→ FRAGMENTO SELECCIONADO:
--------

En el Perú, la proposición de Elmore difundida desde hace algunos meses entre los hombres de letras de varios países hispano-americanos, no ha sido todavía debidamente divulgada y estudiada. No he leído, a este respecto, sino unas notas de Antonio G. Garland —intelectual reacio por temperamento y por educación a toda criolla "conjuración del silencio"— aplaudiendo y exaltando el congreso propuesto.
Me parece oportuno y conveniente participar en este debate hispano-americano, aunque no sea sino para que la contribución peruana a su éxito, por la pereza o el desdén con que nuestros intelectuales se comportan generalmente ante estos temas, no resulte demasiado exigua. La cuestión fundamental del debate —la organización del pensamiento hispano-americano— reclama atención y estudio, lo mismo que la cuestión accesoria —la reunión de un congreso dirigido a este fin— A su examen deben concurrir todos los que puedan hacer alguna reflexión útil. No se trata, evidentemente, de un vulgar caso de compilación o de cosecha de adhesiones. Una recolección de pareceres, más o menos unánimes y uniformes, sería, sin duda, una cosa muy pobre y muy monótona. Sería, sobre todo, un resultado demasiado incompleto para la noble fatiga de Edwin Elmore. Que opinen todos los escritores, los que comparten y los que no comparten las esperanzas de Elmore y de los fautores de su iniciativa. Yo, por ejemplo, soy de los que no las comparten. No creo, por ahora, en la fecundidad de un congreso de hombres de letras hispanoamericanos, Pero simpatizo con la discusión de este proyecto. Juzgo, por otra parte, que polemizar con una tesis es, tal vez, la mejor manera de estimularla y hasta de servirla. Lo peor que le podría acontecer a la de Elmore sería que todo el mundo la aceptase y la suscribiese sin ninguna discrepancia. La unanimidad es siempre infecunda.
Me declaro escéptico respecto a los probables resultados del Congreso en proyecto. Mi escepticismo no tiene, por supuesto, las mismas razones que las del poeta Leopoldo Lugones. (Ha dicho Elmore, quien ha interrogado a muchos intelectuales hispano-americanos, que Lugones se ha mostrado «si no por completo, casi del todo escéptico en cuanto a la idea». Más tarde, Lugones, en una fiesta literaria del Centenario de Ayacucho, nos ha definido explícita y claramente su actitud espiritual —actitud inequívocamente nacionalista, reaccionaria, filofascista— sobre la cual podía habernos antes inducido en error la colaboración del poeta argentino en la Sociedad de las Naciones).

--------

→ RETO PROPUESTO 1: Edite las filas comenzando en la primera de ellas y terminando en la línea que contiene "(1026, 364)", ambas incluidas, y reemplace "photo" por "image" sin alterar nada más. Entregue únicamente esas filas.

→ DATOS PROPORCIONADOS:
--------

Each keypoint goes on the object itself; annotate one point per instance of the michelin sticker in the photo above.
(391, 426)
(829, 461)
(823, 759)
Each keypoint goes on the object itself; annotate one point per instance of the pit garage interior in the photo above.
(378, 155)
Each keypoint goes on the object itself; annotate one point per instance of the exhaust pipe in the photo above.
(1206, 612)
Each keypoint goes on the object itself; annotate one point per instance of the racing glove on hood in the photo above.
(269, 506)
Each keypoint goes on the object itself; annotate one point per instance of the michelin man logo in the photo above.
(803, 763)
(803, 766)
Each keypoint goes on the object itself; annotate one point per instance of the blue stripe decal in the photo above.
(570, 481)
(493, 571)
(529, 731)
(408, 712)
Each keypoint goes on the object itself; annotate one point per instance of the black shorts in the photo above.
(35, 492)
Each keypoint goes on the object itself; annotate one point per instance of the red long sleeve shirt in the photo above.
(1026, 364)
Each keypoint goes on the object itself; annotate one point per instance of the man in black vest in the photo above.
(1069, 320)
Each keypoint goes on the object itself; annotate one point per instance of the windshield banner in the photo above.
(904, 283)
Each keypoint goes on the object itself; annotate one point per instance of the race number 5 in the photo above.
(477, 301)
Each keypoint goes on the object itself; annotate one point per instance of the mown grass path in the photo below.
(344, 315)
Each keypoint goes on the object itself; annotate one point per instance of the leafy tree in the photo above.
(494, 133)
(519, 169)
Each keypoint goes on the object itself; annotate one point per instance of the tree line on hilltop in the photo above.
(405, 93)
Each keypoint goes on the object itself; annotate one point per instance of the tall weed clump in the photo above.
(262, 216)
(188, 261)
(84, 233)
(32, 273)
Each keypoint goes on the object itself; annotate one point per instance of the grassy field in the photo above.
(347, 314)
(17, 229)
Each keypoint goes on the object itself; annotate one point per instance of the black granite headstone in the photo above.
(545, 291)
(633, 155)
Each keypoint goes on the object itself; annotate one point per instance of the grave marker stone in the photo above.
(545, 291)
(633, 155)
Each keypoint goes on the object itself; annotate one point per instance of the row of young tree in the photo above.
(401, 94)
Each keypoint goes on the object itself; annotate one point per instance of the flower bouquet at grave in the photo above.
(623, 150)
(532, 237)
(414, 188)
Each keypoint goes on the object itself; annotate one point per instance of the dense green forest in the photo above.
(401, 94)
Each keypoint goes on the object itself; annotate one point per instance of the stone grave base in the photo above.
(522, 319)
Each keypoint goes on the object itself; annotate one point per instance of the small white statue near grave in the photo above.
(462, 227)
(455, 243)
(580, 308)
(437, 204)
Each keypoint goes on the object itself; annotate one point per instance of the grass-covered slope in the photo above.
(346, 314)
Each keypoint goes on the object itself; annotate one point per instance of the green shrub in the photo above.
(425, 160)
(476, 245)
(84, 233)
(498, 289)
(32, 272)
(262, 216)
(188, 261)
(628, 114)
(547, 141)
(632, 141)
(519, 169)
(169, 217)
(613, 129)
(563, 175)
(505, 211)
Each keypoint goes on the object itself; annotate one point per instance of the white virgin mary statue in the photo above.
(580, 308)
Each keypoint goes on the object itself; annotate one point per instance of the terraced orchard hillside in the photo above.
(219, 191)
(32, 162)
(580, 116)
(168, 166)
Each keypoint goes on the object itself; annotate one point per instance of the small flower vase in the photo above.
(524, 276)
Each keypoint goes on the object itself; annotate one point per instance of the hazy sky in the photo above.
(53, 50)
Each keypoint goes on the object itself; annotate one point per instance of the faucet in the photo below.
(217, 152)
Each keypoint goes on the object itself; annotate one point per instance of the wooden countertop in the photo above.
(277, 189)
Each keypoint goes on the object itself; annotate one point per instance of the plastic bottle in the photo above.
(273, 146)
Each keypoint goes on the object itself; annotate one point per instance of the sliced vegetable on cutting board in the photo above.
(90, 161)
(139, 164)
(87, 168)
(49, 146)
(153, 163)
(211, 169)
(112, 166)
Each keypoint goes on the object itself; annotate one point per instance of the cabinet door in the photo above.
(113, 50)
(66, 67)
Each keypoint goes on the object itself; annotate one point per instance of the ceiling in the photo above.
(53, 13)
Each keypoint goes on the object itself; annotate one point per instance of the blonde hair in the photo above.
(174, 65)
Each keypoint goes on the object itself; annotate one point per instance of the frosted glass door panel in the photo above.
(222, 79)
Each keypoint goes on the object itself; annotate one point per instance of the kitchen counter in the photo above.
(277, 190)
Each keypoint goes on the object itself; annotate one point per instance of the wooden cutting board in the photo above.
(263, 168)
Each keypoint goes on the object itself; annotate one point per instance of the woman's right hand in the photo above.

--------

→ RETO PROPUESTO 2: Resuma en dos oraciones el fragmento sobre el congreso propuesto por Elmore.

→ RESULTADO COMPLETO 1:
Each keypoint goes on the object itself; annotate one point per instance of the michelin sticker in the image above.
(391, 426)
(829, 461)
(823, 759)
Each keypoint goes on the object itself; annotate one point per instance of the pit garage interior in the image above.
(378, 155)
Each keypoint goes on the object itself; annotate one point per instance of the exhaust pipe in the image above.
(1206, 612)
Each keypoint goes on the object itself; annotate one point per instance of the racing glove on hood in the image above.
(269, 506)
Each keypoint goes on the object itself; annotate one point per instance of the michelin man logo in the image above.
(803, 763)
(803, 766)
Each keypoint goes on the object itself; annotate one point per instance of the blue stripe decal in the image above.
(570, 481)
(493, 571)
(529, 731)
(408, 712)
Each keypoint goes on the object itself; annotate one point per instance of the black shorts in the image above.
(35, 492)
Each keypoint goes on the object itself; annotate one point per instance of the red long sleeve shirt in the image above.
(1026, 364)

→ RESULTADO COMPLETO 2: En el fragmento se señala que la propuesta de Edwin Elmore de un congreso de hombres de letras hispanoamericanos aún no ha sido debidamente divulgada en el Perú, y quien escribe decide participar en el debate porque polemizar con una tesis es, tal vez, la mejor manera de estimularla y la unanimidad es siempre infecunda. Se declara escéptico respecto a los resultados de dicho congreso, aunque aclara que su escepticismo no responde a las mismas razones que el del poeta Leopoldo Lugones, cuya actitud se describe como nacionalista, reaccionaria y filofascista.